Pick out each line of the records that contains the word "daffodil" and copy it. Case counts.

───── Recorded information ─────

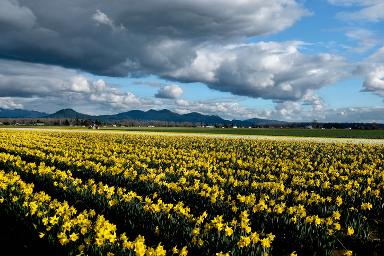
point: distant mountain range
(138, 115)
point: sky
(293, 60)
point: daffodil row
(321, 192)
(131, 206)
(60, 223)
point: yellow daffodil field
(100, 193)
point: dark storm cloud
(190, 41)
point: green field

─────
───── Recorded information ─────

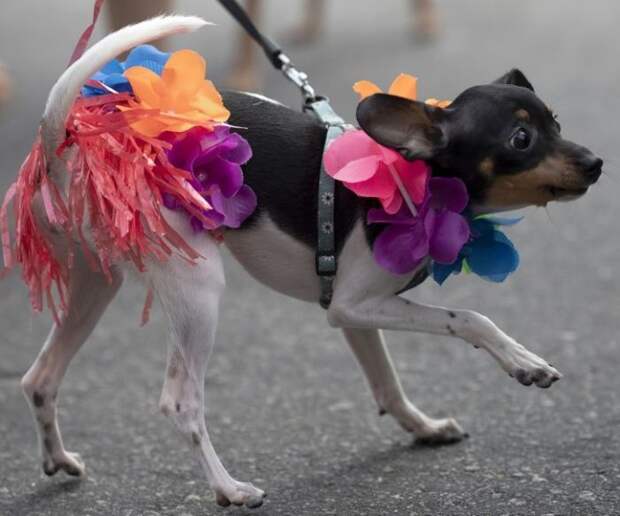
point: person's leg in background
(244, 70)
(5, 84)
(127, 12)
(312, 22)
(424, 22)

─────
───── Recorded information ─────

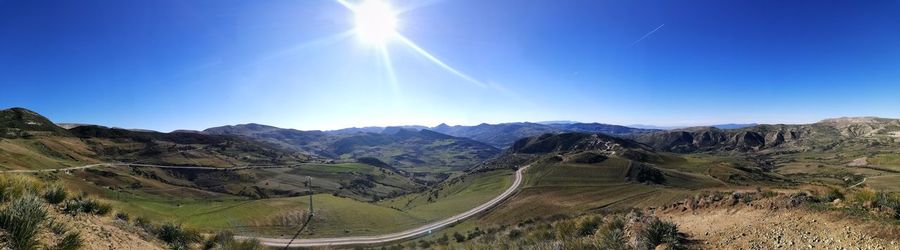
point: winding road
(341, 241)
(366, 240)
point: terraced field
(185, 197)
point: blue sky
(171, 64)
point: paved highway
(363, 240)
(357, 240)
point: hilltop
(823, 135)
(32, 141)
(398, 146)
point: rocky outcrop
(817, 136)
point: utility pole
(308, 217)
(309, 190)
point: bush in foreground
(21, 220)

─────

* [Answer for the task]:
point: daffodil row
point: yellow daffodil field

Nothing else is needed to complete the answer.